### Estratto della pagina:
____________________

Primi giorni di scuola …anche in Sardegna!

22 Settembre 2010
1 Commento


Rosamaria Maggio - Presidente CIDI - Cagliari

Anche nell’isola le porte delle scuole si sono aperte ufficialmente il 15 settembre, in qualche caso anche il 13: l’autonomia scolastica consente infatti alle scuole, di modificare il calendario scolastico entro limiti ben precisi, purchè si salvaguardino i 200 gg di scuola per gli studenti del paese…benedetta unità nazionale!
Quest’anno la campana ha suonato ancora con alcune grandi novità che seguono quelle di questi 2 anni passati.
Quella che il Ministro Gelmini chiama una “riforma epocale”, va compiendosi, lasciando per strada pezzi di scuola democratica, di scuola per tutti, di scuola come luogo di costruzione del sapere, di implementazione di mobilità sociale.
I tempi della scuola sono lenti, sia nella costruzione di un miglioramento che di un peggioramento dei risultati.
Alberto Asor Rosa la definisce un presidio di resistenza. E’,nel bene e nel male, un luogo che si difende dagli assalti del berlusconismo ove le sue strutture ed i suoi docenti rimangono ancorati alla tradizione storica italiana.
Ma quest’anno si porta a compimento un progetto perverso di attacco alla scuola pubblica, con ulteriori tagli all’occupazione docente (solo in Sardegna saranno 1037 posti in meno), al personale ATA, con la riduzione del numero delle classi a seguito dell’aumento degli studenti per classe, col nuovo impianto delle superiori che prevede la riduzione di 4 ore settimanali nel curricolo degli Istituti tecnici e professionali.
Infatti paradossalmente, l’asse Gelmini-Tremonti, vorrebbe convincere il paese che, se i nostri studenti vanno meno a scuola, stanno in trenta o quaranta in classe ed hanno meno docenti, impareranno di più!
Cosicchè passando dal maestro unico, dalla riduzione del tempo pieno e prolungato e dalla riduzione dell’ orario delle superiori, noi dovremo avere migliori risultati nel quadro delle classifiche internazionali.
Su quali considerazioni didattiche, pedagogiche o di comparazioni internazionali siano basati questi assunti, non è dato sapere. Fino ad ora i raffronti internazionali hanno spesso preso a campione situazioni molto diverse fra loro e quindi non comparabili.
Ancora grave appare inoltre il fatto che sia stato applicato negli istituti superiori un regolamento il cui iter non è stato completato, tanto che esso non è stato ancora pubblicato sulla G.U. Ed anzi pende davanti al Consiglio di Stato la valutazione sulla legittimità dell’operato dell’amministrazione, già stigmatizzato in primo grado dal TAR del Lazio. Se il Consiglio di Stato dovesse confermare la sentenza del TAR, ad anno scolastico iniziato, bisognerebbe rivedere organici e quadro orario.Ma in caso contrario verrebbe sdoganata una grave operazione e cioè che in questo paese possono applicarsi norme che non sono formalmente ancora in vigore!
Ma cerchiamo di capire che cosa preoccupa il mondo della scuola.

____________________

### Dati estratti:
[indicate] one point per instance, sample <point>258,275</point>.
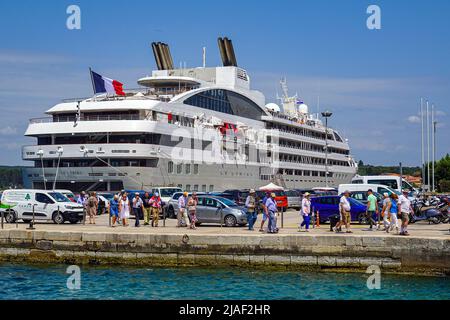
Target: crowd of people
<point>150,207</point>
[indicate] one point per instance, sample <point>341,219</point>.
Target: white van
<point>48,205</point>
<point>352,187</point>
<point>392,182</point>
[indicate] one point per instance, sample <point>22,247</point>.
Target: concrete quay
<point>427,251</point>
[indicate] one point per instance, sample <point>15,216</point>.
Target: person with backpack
<point>92,206</point>
<point>124,209</point>
<point>147,208</point>
<point>155,202</point>
<point>250,204</point>
<point>192,208</point>
<point>137,208</point>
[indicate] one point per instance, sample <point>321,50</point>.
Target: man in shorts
<point>405,210</point>
<point>344,211</point>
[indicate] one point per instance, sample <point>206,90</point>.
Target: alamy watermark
<point>73,21</point>
<point>374,280</point>
<point>74,280</point>
<point>374,20</point>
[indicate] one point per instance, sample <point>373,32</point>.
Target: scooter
<point>425,213</point>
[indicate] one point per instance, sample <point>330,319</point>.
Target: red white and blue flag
<point>103,84</point>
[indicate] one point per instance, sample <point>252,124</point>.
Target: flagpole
<point>92,80</point>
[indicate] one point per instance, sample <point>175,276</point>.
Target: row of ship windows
<point>301,131</point>
<point>311,160</point>
<point>310,147</point>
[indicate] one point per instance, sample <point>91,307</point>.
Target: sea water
<point>22,281</point>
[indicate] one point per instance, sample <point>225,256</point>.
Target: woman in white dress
<point>124,209</point>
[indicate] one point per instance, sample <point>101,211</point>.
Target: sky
<point>372,80</point>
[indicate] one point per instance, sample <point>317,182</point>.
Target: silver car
<point>219,210</point>
<point>172,205</point>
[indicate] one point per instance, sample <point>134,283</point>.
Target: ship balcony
<point>77,151</point>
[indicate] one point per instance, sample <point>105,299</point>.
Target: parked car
<point>280,198</point>
<point>329,205</point>
<point>172,204</point>
<point>294,199</point>
<point>238,196</point>
<point>47,205</point>
<point>69,194</point>
<point>212,209</point>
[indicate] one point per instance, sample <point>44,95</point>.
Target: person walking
<point>137,208</point>
<point>272,210</point>
<point>405,210</point>
<point>156,204</point>
<point>305,212</point>
<point>182,214</point>
<point>385,211</point>
<point>124,209</point>
<point>192,208</point>
<point>250,205</point>
<point>114,210</point>
<point>265,212</point>
<point>92,205</point>
<point>146,208</point>
<point>344,213</point>
<point>372,208</point>
<point>393,213</point>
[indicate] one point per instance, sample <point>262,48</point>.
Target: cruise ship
<point>201,128</point>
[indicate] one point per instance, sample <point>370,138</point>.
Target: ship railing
<point>86,118</point>
<point>153,93</point>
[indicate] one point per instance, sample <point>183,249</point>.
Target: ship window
<point>226,101</point>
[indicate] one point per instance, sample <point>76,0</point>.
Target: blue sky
<point>371,79</point>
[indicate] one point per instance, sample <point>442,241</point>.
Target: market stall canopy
<point>271,186</point>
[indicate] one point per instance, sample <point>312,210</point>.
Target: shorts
<point>345,217</point>
<point>405,217</point>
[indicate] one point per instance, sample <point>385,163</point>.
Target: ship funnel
<point>227,52</point>
<point>162,55</point>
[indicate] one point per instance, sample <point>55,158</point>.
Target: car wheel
<point>57,217</point>
<point>362,219</point>
<point>230,221</point>
<point>10,216</point>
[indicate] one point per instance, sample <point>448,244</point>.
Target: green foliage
<point>11,177</point>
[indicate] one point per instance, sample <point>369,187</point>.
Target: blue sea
<point>49,282</point>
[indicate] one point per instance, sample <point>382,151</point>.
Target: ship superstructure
<point>199,128</point>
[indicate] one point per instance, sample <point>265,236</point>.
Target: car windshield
<point>228,202</point>
<point>168,192</point>
<point>59,197</point>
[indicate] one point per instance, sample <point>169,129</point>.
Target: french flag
<point>102,84</point>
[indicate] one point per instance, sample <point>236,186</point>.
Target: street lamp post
<point>59,151</point>
<point>326,115</point>
<point>40,153</point>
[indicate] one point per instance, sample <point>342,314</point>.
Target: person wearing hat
<point>344,212</point>
<point>372,208</point>
<point>405,210</point>
<point>306,211</point>
<point>182,214</point>
<point>137,208</point>
<point>271,205</point>
<point>385,211</point>
<point>156,204</point>
<point>250,205</point>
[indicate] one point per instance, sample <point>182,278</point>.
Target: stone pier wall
<point>397,254</point>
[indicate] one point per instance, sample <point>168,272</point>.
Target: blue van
<point>329,205</point>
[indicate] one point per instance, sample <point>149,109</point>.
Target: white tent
<point>271,186</point>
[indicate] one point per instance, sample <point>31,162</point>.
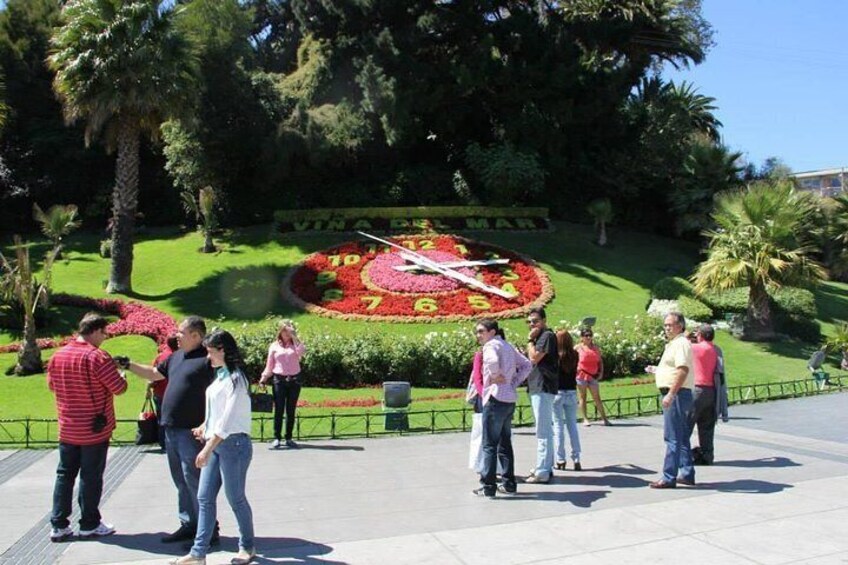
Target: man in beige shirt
<point>675,378</point>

____________________

### Istruzioni:
[a] Riporti senza alcuna modifica il passo dell'articolo sulla scuola in Sardegna da "22 Settembre 2010" a "peggioramento dei risultati.".
[b] Indichi se ciascuna affermazione concorda con l'articolo sulla scuola in Sardegna, rispondendo sì o no e citando testualmente le parole decisive: (i) in Sardegna i posti docenti in meno saranno 1037; (ii) il regolamento applicato negli istituti superiori è già stato pubblicato sulla G.U.; (iii) il nuovo impianto delle superiori riduce di 6 ore settimanali il curricolo degli Istituti tecnici e professionali.
[c] Prosegua l'articolo sulla scuola in Sardegna dopo l'ultima frase riportata.

### Risposte nell'ordine:
[a]
22 Settembre 2010
1 Commento


Rosamaria Maggio - Presidente CIDI - Cagliari

Anche nell’isola le porte delle scuole si sono aperte ufficialmente il 15 settembre, in qualche caso anche il 13: l’autonomia scolastica consente infatti alle scuole, di modificare il calendario scolastico entro limiti ben precisi, purchè si salvaguardino i 200 gg di scuola per gli studenti del paese…benedetta unità nazionale!
Quest’anno la campana ha suonato ancora con alcune grandi novità che seguono quelle di questi 2 anni passati.
Quella che il Ministro Gelmini chiama una “riforma epocale”, va compiendosi, lasciando per strada pezzi di scuola democratica, di scuola per tutti, di scuola come luogo di costruzione del sapere, di implementazione di mobilità sociale.
I tempi della scuola sono lenti, sia nella costruzione di un miglioramento che di un peggioramento dei risultati.

[b]
(i) Sì: "solo in Sardegna saranno 1037 posti in meno".
(ii) No: "esso non è stato ancora pubblicato sulla G.U."
(iii) No: "la riduzione di 4 ore settimanali nel curricolo degli Istituti tecnici e professionali".

[c]
In questi anni nessuna vertenza, nessuna protesta è stata portata avanti per ragioni contrattuali. Gli insegnanti e tutto il personale scolastico, hanno cercato di far capire a gran voce che, lungi dal difendere posizioni corporative, ciò che preoccupava coloro che tutti i giorni hanno a che fare con la crescita e l’istruzione dei nostri bambini e ragazzi, era altro.
Insegnare è un mestiere difficile e certamente lo è sempre stato.
Insegnare per far apprendere lo è ancora di più.
”Insegnare a chi non vuole imparare”2 è una impresa titanica.
Un tempo gli studenti che frequentavano la scuola erano una percentuale minoritaria e comunque prevalentemente motivata.
La sfida odierna è di insegnare a tutti senza lasciare indietro nessuno.
E’ quindi finita l’epoca in cui l’insegnante saliva in cattedra e senza preoccuparsi gran che di chi gli stava davanti, svolgeva la sua lezione con ricchezza di conoscenza, trasmettendo ai suoi allievi tutto il suo sapere.
Si trattava appunto di una didattica “trasmissiva”. Poi arrivavano le verifiche orali o scritte e chi sapeva andava avanti, chi no, restava indietro.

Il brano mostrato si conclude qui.